* **GIVEN DATA**
::::::::
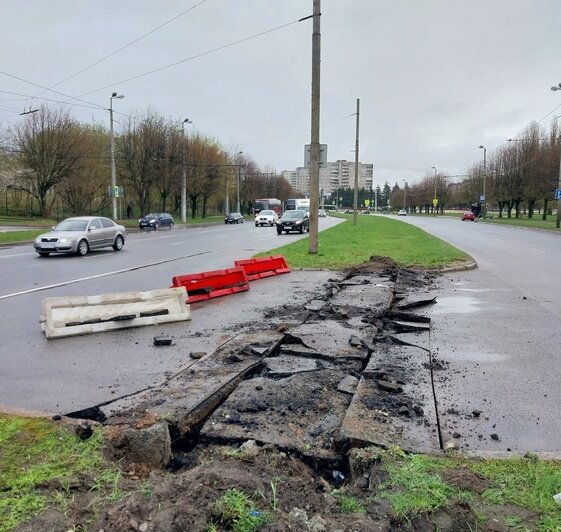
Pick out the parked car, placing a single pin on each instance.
(155, 220)
(266, 217)
(80, 235)
(233, 218)
(293, 221)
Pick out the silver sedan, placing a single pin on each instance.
(80, 235)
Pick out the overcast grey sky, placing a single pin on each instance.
(436, 78)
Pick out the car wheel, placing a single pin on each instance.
(119, 243)
(83, 248)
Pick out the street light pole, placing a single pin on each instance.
(434, 200)
(113, 168)
(240, 153)
(184, 173)
(355, 211)
(484, 179)
(558, 219)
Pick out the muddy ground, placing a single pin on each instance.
(282, 413)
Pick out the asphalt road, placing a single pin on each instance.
(68, 374)
(496, 329)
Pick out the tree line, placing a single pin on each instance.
(518, 177)
(51, 158)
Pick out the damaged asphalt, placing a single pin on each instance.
(350, 365)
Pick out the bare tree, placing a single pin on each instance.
(50, 149)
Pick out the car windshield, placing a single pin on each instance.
(72, 225)
(293, 215)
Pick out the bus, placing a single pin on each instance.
(271, 204)
(301, 204)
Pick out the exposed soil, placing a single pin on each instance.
(283, 433)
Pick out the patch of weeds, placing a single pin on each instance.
(274, 484)
(526, 482)
(414, 487)
(36, 452)
(235, 510)
(349, 504)
(513, 521)
(147, 489)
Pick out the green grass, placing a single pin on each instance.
(34, 452)
(527, 482)
(236, 511)
(15, 237)
(415, 486)
(346, 245)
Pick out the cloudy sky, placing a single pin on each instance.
(435, 78)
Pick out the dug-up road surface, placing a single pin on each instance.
(351, 364)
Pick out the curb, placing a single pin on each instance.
(465, 267)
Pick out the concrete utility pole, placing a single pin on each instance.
(184, 174)
(113, 168)
(314, 143)
(558, 219)
(484, 206)
(238, 183)
(355, 212)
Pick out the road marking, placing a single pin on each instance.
(106, 274)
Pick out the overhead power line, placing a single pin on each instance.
(191, 58)
(124, 47)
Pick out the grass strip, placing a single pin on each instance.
(15, 237)
(346, 245)
(36, 452)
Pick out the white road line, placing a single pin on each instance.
(106, 274)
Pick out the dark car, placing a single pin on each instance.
(80, 235)
(233, 218)
(293, 221)
(155, 220)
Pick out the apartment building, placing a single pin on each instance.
(333, 175)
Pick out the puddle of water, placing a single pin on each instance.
(463, 304)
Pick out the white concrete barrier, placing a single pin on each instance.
(72, 316)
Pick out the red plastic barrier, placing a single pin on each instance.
(263, 266)
(217, 283)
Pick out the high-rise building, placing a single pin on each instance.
(334, 175)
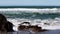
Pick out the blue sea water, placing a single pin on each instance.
(36, 16)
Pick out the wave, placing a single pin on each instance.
(41, 11)
(51, 24)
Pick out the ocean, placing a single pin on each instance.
(36, 15)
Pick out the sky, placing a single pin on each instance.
(29, 2)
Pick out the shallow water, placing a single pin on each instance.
(36, 17)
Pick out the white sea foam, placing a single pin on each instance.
(51, 24)
(46, 10)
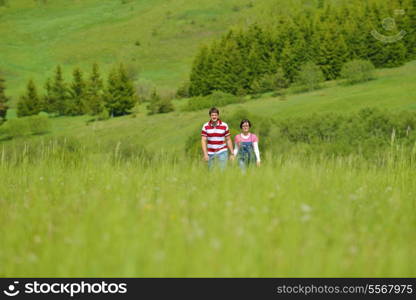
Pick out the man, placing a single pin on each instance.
(215, 139)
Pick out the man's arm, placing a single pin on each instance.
(204, 147)
(230, 146)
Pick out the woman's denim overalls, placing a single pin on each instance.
(246, 155)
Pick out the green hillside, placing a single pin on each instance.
(393, 90)
(38, 35)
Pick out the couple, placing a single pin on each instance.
(216, 139)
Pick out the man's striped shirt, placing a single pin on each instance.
(215, 136)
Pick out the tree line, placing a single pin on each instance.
(244, 61)
(82, 96)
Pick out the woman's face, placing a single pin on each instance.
(245, 127)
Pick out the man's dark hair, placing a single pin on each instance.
(214, 110)
(245, 121)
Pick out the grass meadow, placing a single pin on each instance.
(69, 212)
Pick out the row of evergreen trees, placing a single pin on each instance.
(90, 96)
(328, 36)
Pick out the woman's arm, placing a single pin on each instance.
(256, 151)
(235, 149)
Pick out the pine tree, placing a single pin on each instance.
(3, 100)
(94, 93)
(59, 93)
(29, 104)
(76, 100)
(47, 99)
(333, 53)
(120, 96)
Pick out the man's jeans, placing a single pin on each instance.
(219, 160)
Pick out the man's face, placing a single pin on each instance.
(214, 117)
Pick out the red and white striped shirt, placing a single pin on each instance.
(215, 136)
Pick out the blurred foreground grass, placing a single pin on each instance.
(80, 214)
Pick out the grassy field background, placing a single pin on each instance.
(74, 202)
(392, 90)
(94, 216)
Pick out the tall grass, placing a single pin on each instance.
(169, 217)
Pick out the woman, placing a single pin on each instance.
(246, 146)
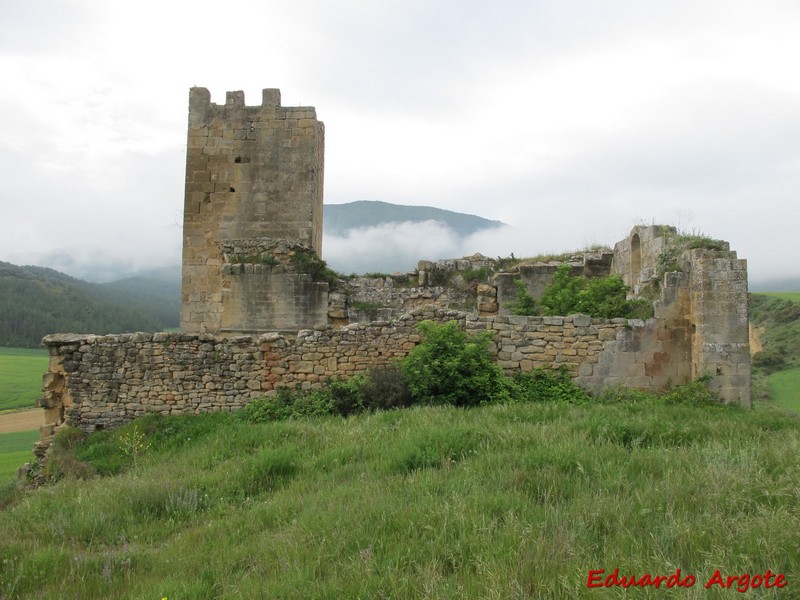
::::::::
* **WORK ORDER**
Transcribe the listing in full and omit the pictures.

* **ANSWER SPACE**
Pick out the parked car, placing a single pin on each instance.
(155, 220)
(266, 217)
(80, 235)
(233, 218)
(293, 221)
Pick out the silver sedan, placing a single pin on each instance.
(80, 235)
Pick out the overcast grey sky, placing a single pin on each instance.
(436, 78)
Pick out the car wheel, placing a single pin on each instance.
(119, 243)
(83, 248)
Pick out the street light pole, placing a single pin on each instance.
(434, 200)
(113, 168)
(240, 153)
(184, 173)
(355, 211)
(484, 179)
(558, 219)
Pick out the muddy ground, placing a single pin on each instance.
(282, 413)
Pick out the asphalt road, placing a single pin on each instance.
(68, 374)
(496, 329)
Pick out the tree line, placing a single pin on each instance.
(518, 177)
(51, 158)
Pick out the damaged asphalt, placing a single pin on each instance.
(350, 365)
Pick out the bare tree, placing a single pin on each instance.
(50, 149)
Pick out the car windshield, placing a single pin on each instance.
(72, 225)
(293, 215)
Pick out the bus, placing a single pin on each instance.
(271, 204)
(301, 204)
Pick out the exposed soil, placing a single pin on each instance.
(283, 433)
Pick out the patch of weeds, placing a single pin on each instance.
(274, 484)
(526, 482)
(414, 487)
(36, 452)
(235, 510)
(349, 504)
(513, 521)
(147, 489)
Pick out the green grass, placing a single pin on each instance.
(34, 452)
(527, 482)
(236, 511)
(15, 237)
(415, 486)
(346, 245)
Pick out the cloudy sky, placing a single pin on each instance.
(435, 78)
Pick out the dug-up road surface, placing a single pin on each instance.
(351, 364)
Pick out the curb, placing a single pin on each instance.
(465, 267)
Pick out the concrete utility pole, placing a single pin on each instance.
(184, 174)
(113, 168)
(314, 143)
(558, 219)
(484, 206)
(238, 183)
(355, 212)
Pick out the road marking, placing a single pin on each instance.
(106, 274)
Pick out the overhead power line, placing a single pin on each instance.
(191, 58)
(124, 47)
Pick out the grass strip, placing a single pin on each instance.
(15, 237)
(346, 245)
(36, 452)
Pick out the white road line, placing a single pin on each instance.
(106, 274)
Pick out the dark car, placing a single pin on each instance.
(80, 235)
(233, 218)
(293, 221)
(155, 220)
Pick out the apartment building, placing a single pin on each instance.
(333, 175)
Pick out the puddle of water, placing a single pin on each instance.
(463, 304)
Pick out the white concrete barrier, placing a single pin on each instance.
(72, 316)
Pick out the red plastic barrier, placing a single pin on each instance.
(263, 266)
(217, 283)
Pick out the high-rise building, placing a single pin on each instance.
(334, 175)
Pick out the blue sea water, placing a single pin on each instance.
(36, 16)
Pick out the wave, placing a single pin on each instance.
(41, 11)
(51, 24)
Pick out the ocean, placing a single pin on each instance.
(36, 15)
Pick out the sky, placing a single pin on each instance.
(29, 2)
Pick out the shallow water, placing a single pin on each instance.
(36, 17)
Pick out the white sea foam, placing a single pin on each instance.
(51, 24)
(46, 10)
Pick out the man, placing a single pin on each instance.
(215, 139)
Pick out the man's arm, placing a single pin on each instance.
(204, 147)
(230, 146)
Pick out the woman's denim overalls, placing a single pin on each instance.
(246, 155)
Pick out the green hillside, placing a single pin on each instance.
(393, 90)
(38, 35)
Pick out the couple, placing a single pin on each instance.
(216, 139)
Pick out the man's striped shirt, placing a single pin on each instance.
(215, 136)
Pick out the tree line, placing a single pin on each instance.
(244, 61)
(82, 96)
Pick out the woman's face, placing a single pin on each instance.
(245, 127)
Pick out the man's dark hair, placing a single pin on each instance.
(214, 110)
(245, 121)
Pick out the grass meadow, placing a single pin on each instance.
(69, 212)
Pick out the row of evergreen trees, placing a single pin on each instance.
(90, 96)
(328, 36)
Pick out the woman's arm, placing a single pin on each instance.
(256, 151)
(235, 149)
Pick out the pine tree, placing a single pin on each instance.
(3, 100)
(94, 93)
(59, 93)
(29, 104)
(76, 100)
(47, 99)
(333, 53)
(120, 96)
Pick out the man's jeans, placing a single pin on each instance.
(219, 160)
Pick out the man's face, placing a single pin on each instance.
(214, 117)
Pick out the red and white striped shirt, placing a single pin on each instance.
(215, 136)
Pick out the blurred foreground grass, placing a single pin on each instance.
(80, 214)
Pick out the grassy field background, placing a single pin on each instance.
(74, 202)
(392, 90)
(94, 216)
Pick out the tall grass, placing a single pin on each instance.
(169, 217)
Pick out the woman, placing a single pin on each instance.
(246, 146)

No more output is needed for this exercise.